- _To do_
a) Give every time point after transfection at which cells were imaged, according to the fluorescence microscopy captions below.
b) Extend the fluorescence microscopy captions below, starting after their final sentence.

- _Passage to read_
▬▬▬▬▬▬

Spectrally resolved fluorescence microscopy of GFP in C6 glioblastoma cells 7 (A), 10 (B), and 15 (C) hr after transfection with pEGFP-N1 plasmid. From each cell group, 10 representative pixels (mean ± SD) are presented in D and the normalized spectra in D'. The D' spectral library was further used for spectral similarity mapping of the images and reconstruction of a classified map in which each pixel was assigned one of the colors of the spectral library D'. Fluorescence microscopy of GFP was carried out with blue-violet excitation (band path 420-480 nm), a dichroic mirror (455 nm), and a cut-on emission barrier filter >515 nm using an Olympus AX70 microscope equipped with a SpectraCube spectral imaging system and software for spectral similarity mapping and classification. Spectral imaging files were acquired with objective X100.

Figure 2

Spectrally resolved microscopy and classification of nucleus-targeted CFP using SV40 T-antigen NLS in C6 cells. Cell fluorescence was imaged 7, 10, and 15 hr after transfection. Representative spectral families were selected and their mean ± SD is presented (Figure 5A) and normalization (Figure 5A′). Using this spectral library for spectral classification, Figures A-D were produced, in which each pixel is assigned one of the colors of the spectral library of Figure 5A′.

▬▬▬▬▬▬

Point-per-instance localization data
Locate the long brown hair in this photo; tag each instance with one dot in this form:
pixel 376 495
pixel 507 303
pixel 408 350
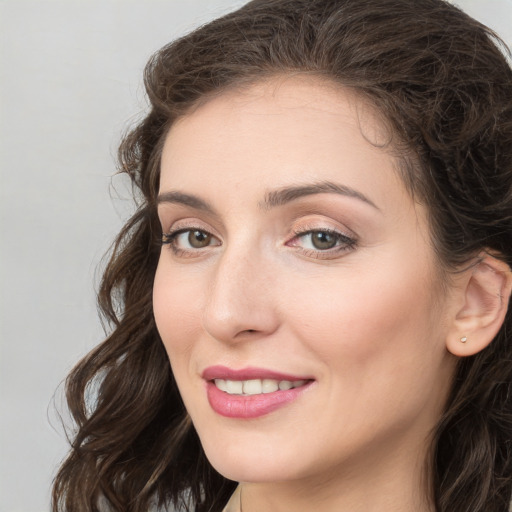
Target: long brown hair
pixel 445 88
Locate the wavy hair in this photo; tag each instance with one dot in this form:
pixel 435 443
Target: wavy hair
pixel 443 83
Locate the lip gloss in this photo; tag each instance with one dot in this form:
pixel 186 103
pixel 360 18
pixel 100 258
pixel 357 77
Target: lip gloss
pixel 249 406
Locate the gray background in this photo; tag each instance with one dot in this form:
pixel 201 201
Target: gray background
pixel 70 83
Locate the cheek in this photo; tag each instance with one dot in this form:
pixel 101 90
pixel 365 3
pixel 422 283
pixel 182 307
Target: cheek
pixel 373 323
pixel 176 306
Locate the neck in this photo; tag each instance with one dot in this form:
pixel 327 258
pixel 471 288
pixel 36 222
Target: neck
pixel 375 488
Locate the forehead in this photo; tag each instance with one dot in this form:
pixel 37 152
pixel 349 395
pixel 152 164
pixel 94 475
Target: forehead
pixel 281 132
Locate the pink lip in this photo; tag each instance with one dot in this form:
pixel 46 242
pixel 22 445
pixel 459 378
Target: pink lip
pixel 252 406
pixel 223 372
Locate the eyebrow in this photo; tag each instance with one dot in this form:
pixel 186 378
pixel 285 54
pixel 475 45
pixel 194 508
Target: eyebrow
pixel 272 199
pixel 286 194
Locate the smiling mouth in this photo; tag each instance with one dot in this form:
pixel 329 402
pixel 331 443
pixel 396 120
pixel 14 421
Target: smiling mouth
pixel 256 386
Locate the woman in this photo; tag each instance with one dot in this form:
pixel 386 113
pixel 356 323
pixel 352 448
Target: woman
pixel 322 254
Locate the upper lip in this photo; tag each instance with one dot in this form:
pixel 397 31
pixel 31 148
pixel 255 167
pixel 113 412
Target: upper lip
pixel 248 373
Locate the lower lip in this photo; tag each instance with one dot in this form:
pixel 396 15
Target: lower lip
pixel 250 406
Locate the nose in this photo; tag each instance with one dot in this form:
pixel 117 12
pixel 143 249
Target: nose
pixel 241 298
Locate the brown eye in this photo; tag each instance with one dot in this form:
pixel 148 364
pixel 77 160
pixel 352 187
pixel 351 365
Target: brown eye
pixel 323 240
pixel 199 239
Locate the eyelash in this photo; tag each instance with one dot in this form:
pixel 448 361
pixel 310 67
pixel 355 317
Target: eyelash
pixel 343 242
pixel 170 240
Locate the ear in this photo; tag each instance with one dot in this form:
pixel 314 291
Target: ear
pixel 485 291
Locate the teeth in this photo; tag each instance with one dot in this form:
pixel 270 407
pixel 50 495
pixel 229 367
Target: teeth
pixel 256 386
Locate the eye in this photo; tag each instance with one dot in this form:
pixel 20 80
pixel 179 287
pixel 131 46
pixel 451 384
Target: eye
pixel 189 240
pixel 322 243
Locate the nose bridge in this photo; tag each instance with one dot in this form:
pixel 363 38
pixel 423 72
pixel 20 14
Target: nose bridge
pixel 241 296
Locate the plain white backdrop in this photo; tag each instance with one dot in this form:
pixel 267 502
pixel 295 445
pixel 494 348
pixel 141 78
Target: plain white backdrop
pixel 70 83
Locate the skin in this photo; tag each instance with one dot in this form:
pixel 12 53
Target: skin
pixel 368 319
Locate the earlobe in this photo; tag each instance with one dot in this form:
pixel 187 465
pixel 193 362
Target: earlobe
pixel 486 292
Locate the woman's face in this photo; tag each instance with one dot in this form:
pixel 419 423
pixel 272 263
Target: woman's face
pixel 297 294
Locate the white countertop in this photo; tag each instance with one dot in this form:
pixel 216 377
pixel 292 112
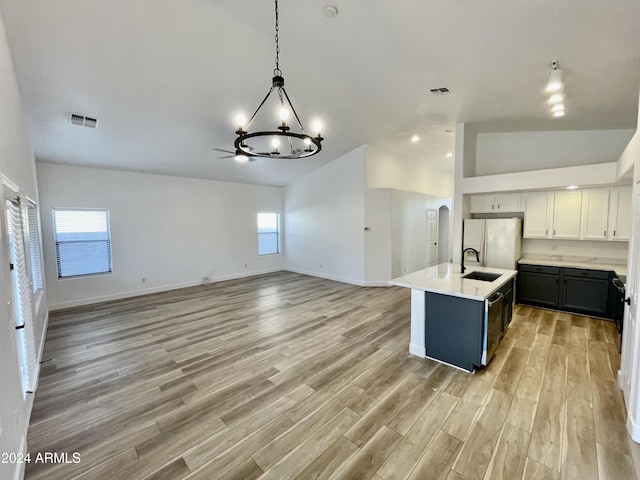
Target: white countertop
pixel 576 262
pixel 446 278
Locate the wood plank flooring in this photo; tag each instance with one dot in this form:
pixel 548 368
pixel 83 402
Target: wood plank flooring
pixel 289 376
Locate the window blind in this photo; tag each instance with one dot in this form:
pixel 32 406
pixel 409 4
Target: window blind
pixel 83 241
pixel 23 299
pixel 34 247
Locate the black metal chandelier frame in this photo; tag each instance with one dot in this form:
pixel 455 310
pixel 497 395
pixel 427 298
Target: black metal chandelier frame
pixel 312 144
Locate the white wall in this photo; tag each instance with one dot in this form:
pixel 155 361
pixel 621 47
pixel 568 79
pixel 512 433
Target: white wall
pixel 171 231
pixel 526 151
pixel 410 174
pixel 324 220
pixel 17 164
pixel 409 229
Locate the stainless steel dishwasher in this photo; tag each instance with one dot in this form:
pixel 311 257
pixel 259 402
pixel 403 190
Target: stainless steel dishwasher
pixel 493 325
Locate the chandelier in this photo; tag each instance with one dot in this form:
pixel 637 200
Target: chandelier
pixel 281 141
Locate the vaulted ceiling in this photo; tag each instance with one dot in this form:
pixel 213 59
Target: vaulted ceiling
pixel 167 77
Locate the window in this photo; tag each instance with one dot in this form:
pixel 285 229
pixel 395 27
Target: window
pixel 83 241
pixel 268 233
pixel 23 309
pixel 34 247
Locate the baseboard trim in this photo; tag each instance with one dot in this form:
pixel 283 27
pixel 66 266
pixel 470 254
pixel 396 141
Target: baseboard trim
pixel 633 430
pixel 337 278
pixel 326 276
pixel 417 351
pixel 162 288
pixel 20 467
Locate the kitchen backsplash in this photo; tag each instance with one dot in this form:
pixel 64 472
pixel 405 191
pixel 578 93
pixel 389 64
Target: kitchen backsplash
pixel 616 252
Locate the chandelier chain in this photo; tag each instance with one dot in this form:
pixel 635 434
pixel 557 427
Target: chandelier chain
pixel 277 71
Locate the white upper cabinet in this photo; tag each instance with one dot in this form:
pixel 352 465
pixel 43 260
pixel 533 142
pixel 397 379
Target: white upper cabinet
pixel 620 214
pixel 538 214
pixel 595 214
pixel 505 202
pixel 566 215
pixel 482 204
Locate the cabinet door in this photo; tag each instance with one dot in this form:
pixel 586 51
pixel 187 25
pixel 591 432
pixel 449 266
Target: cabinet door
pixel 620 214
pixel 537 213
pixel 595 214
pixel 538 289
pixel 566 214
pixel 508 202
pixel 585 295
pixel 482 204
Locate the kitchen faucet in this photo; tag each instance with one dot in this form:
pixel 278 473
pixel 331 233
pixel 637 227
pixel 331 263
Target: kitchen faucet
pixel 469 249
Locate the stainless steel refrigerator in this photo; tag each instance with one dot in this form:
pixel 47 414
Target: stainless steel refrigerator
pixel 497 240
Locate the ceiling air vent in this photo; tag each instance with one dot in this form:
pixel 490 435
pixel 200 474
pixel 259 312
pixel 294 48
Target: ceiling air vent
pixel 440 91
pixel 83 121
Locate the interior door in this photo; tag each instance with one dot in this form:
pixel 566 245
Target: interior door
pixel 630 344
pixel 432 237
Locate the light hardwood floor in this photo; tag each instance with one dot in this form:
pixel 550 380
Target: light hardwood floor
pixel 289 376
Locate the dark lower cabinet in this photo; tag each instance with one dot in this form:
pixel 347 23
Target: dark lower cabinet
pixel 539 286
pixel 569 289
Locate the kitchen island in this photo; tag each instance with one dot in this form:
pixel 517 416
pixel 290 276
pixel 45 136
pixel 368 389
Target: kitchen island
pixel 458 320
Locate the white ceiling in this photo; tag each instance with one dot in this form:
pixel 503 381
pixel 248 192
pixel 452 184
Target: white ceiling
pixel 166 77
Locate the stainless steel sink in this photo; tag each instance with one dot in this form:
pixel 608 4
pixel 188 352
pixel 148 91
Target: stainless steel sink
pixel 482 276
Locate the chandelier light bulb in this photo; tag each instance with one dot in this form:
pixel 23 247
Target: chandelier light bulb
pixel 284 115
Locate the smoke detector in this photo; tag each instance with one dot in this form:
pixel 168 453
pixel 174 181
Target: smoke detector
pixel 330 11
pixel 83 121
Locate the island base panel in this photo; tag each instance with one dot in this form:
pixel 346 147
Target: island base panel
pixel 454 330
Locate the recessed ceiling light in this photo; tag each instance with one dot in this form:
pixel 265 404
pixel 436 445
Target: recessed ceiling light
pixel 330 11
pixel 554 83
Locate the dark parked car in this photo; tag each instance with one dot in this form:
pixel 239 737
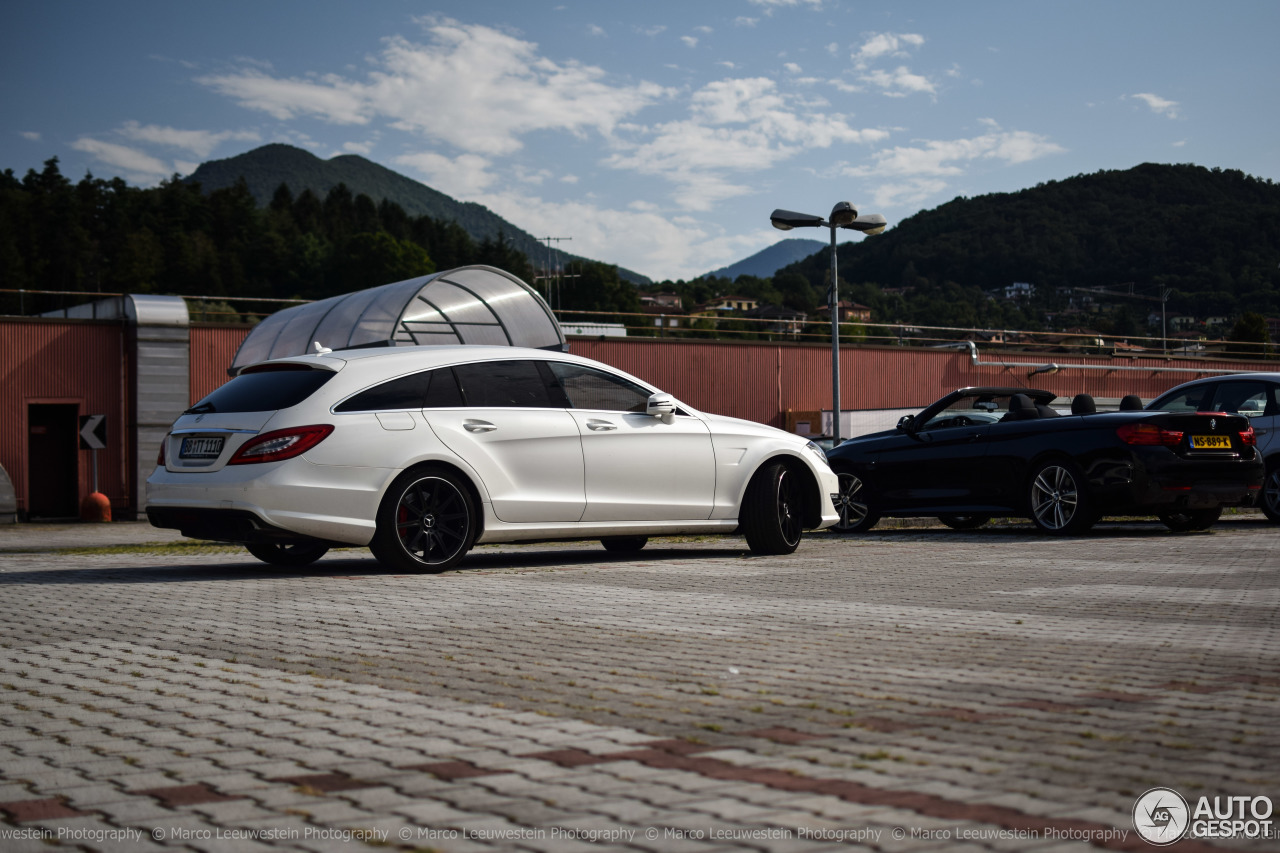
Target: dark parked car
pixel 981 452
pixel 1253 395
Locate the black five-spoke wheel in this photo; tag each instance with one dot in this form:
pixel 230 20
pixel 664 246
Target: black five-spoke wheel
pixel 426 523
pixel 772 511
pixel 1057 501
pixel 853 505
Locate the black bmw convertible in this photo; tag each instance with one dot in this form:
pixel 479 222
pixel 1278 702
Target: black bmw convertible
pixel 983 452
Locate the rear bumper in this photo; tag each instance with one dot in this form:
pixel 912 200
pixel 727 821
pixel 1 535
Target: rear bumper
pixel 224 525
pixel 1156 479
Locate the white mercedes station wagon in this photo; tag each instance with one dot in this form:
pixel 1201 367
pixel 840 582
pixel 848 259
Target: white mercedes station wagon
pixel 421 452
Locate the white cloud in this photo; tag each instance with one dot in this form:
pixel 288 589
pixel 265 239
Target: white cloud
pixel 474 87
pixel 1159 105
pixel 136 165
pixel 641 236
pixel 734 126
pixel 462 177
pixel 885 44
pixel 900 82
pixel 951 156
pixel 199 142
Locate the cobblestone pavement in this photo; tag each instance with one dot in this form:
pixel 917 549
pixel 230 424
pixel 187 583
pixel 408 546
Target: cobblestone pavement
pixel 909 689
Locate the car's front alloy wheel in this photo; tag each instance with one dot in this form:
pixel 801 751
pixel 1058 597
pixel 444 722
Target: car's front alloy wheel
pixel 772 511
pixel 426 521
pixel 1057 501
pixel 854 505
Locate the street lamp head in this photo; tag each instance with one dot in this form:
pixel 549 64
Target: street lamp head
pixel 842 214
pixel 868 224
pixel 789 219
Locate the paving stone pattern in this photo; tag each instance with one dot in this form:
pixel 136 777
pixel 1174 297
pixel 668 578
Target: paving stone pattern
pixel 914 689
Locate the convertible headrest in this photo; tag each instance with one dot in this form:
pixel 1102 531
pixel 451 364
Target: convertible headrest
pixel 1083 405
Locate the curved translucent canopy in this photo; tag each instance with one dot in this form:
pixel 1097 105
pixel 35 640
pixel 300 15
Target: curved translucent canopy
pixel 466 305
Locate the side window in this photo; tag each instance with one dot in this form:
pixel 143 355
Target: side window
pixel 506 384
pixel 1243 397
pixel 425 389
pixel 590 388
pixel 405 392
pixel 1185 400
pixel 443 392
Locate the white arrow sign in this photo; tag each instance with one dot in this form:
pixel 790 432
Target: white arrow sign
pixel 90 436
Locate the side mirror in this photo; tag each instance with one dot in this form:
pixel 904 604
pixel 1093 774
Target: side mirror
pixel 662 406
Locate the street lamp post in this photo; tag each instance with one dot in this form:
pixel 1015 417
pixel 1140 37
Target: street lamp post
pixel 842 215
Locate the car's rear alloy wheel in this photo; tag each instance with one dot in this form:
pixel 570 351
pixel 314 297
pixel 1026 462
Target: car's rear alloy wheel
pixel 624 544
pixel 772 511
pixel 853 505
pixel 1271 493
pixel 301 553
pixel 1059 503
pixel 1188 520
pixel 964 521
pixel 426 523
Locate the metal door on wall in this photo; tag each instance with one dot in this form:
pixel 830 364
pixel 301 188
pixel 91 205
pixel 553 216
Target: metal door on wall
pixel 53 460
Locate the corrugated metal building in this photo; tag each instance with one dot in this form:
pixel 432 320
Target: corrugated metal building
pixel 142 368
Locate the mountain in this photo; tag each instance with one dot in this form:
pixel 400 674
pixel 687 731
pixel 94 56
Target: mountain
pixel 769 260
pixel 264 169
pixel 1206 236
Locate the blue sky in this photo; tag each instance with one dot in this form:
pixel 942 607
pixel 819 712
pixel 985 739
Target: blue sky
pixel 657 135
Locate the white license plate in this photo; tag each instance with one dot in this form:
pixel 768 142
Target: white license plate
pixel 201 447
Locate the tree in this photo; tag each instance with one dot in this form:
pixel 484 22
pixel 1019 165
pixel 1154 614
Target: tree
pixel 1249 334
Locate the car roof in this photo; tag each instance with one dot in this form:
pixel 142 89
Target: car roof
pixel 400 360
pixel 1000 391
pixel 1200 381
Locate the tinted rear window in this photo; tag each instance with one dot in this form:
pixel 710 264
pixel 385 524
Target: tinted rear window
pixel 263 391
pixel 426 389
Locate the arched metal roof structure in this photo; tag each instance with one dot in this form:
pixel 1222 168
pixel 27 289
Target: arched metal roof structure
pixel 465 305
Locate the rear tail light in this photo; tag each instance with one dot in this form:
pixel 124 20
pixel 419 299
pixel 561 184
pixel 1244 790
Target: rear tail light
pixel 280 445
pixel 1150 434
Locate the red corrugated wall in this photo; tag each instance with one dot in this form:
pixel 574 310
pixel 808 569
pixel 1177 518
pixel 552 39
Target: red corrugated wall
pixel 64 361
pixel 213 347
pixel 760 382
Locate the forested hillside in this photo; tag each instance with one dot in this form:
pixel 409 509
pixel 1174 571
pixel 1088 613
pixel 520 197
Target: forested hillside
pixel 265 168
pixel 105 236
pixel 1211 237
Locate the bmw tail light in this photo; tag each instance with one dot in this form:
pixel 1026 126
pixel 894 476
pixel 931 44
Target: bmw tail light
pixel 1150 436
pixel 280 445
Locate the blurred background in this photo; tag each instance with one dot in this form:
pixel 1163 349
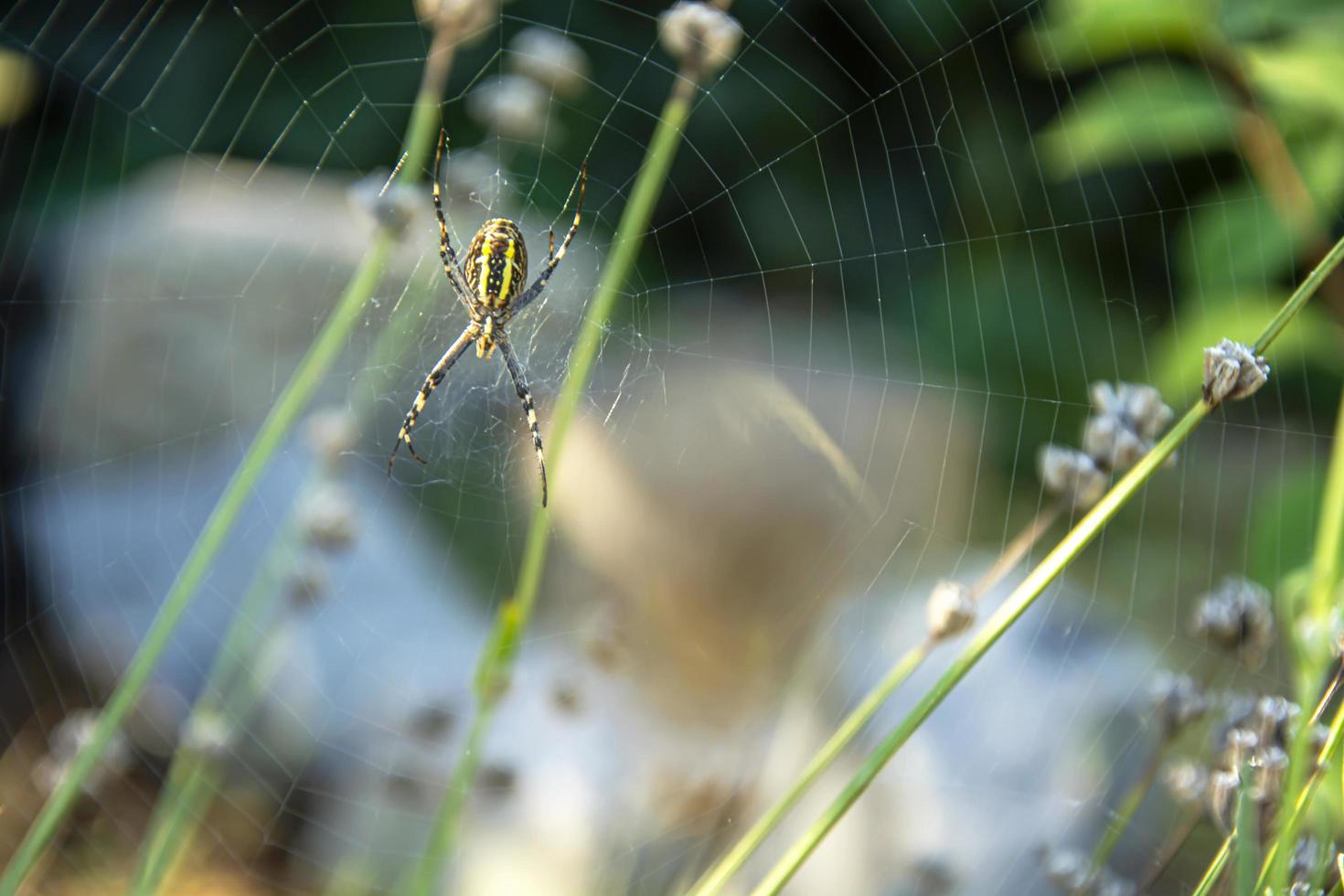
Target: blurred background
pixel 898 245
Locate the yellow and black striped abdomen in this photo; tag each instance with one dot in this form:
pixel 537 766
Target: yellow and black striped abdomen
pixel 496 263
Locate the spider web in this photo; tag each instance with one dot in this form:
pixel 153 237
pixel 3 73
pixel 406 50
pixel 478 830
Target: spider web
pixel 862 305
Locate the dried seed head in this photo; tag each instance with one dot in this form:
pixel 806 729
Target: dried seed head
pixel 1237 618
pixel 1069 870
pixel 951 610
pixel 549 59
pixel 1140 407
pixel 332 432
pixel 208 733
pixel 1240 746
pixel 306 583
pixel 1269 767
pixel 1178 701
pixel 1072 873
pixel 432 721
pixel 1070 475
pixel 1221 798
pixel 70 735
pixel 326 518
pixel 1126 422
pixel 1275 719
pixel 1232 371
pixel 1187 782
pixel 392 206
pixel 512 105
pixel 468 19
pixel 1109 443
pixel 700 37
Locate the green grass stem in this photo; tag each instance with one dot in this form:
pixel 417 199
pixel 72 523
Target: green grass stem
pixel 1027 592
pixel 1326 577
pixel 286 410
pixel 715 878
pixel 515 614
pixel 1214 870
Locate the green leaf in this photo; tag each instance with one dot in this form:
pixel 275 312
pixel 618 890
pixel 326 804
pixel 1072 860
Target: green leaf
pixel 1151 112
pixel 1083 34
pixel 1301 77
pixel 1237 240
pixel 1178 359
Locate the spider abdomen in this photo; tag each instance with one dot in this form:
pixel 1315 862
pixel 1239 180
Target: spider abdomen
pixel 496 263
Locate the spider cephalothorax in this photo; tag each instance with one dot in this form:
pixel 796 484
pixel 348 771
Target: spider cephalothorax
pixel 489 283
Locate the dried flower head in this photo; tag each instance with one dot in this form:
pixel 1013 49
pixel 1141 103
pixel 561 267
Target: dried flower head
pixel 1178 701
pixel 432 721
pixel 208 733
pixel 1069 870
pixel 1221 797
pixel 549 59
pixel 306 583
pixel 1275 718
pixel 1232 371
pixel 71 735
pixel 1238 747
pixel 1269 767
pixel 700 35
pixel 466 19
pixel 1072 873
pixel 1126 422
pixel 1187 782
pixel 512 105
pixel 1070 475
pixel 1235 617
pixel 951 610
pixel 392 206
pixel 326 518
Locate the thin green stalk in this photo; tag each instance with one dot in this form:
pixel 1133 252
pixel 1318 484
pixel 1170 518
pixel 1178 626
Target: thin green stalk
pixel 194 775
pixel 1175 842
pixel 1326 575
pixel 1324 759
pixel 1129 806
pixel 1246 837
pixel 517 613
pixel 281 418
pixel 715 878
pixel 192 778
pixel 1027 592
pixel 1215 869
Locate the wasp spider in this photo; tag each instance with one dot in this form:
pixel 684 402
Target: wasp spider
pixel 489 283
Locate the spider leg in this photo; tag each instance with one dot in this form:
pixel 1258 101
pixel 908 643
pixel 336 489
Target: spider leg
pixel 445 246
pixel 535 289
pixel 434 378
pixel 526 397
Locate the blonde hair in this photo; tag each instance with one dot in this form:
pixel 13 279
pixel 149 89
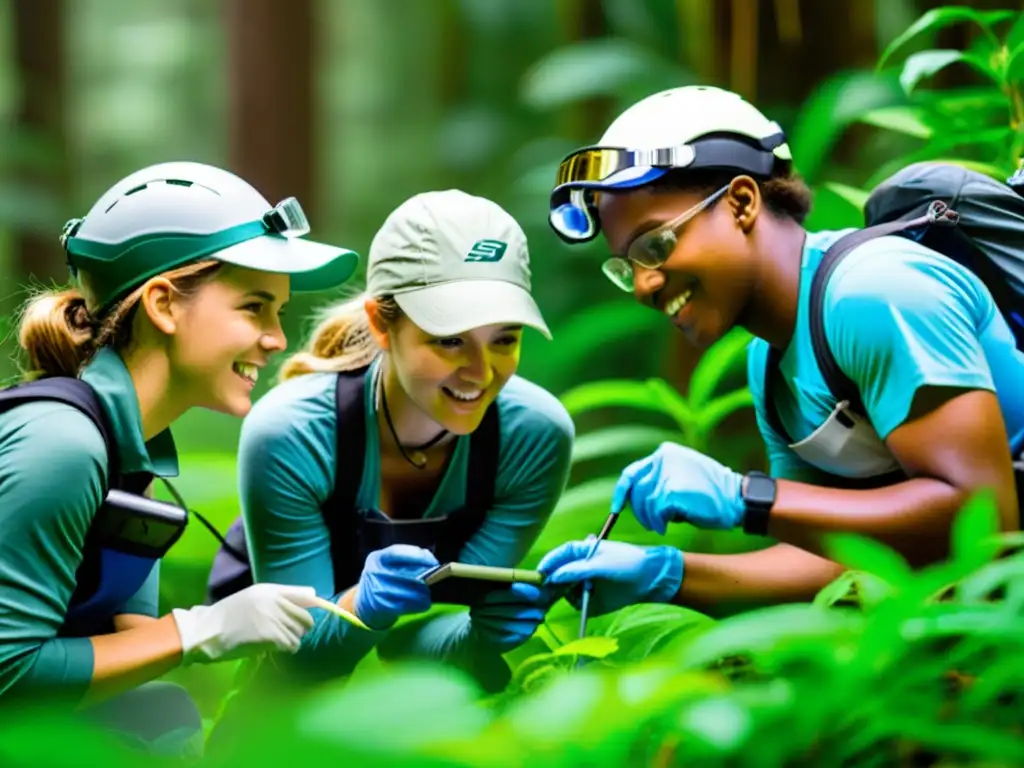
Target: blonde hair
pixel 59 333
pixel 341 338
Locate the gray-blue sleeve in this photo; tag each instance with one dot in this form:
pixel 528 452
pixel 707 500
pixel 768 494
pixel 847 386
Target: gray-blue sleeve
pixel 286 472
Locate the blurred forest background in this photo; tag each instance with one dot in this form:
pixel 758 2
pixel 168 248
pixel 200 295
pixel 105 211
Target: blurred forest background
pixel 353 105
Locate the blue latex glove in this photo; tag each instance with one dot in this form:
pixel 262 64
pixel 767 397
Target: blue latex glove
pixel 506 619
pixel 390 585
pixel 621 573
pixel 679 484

▬▬▬▬▬▬

- _Task results_
a) 7 hr, 10 hr, 15 hr

b)
We applied spectral mapping algorithms to calculate spectral similarities between a chosen spectral library and the other entire pixels of an image followed by reconstruction of classified images (Figure 1A–1C and 1A′-1C′). The steps of this algorithm are as follows. First, we sampled a set of representative spectra (Figure 1D) which were then normalized and designated the “spectral library” (Figure 1D′). Second, for every pixel of the spectral file of a cell (the “cube”), a comparison was made between its measured spectrum and all the spectra of the library. Third, each pixel was identified with the cellular component whose spectrum was most similar to the pixel's spectrum. Fourth, each pixel was displayed in a simulated color previously established as identifying one specific spectral component; the end product was a “classified image.” The spectrally normalized library of Figure 1D′ was applied to spectral similarity mapping of Figures 1A–1C, forming classified spectral images in which each pixel is identified by one of the colors of the spectral library. Figures 1A'-1C' highlight the spatial time-dependent accumulation of GFP in the cells during fluorophore formation and protein folding. The classified spectral images of Figure 1B′ (10 hr after transfection) revealed two types of GFP deposits. These species are spectrally separated but are hardly distinguishable in the original image. Figure 1C′, at 15 hr, shows mature GFP all over the cell, with intensity variations due to local differences in its concentration.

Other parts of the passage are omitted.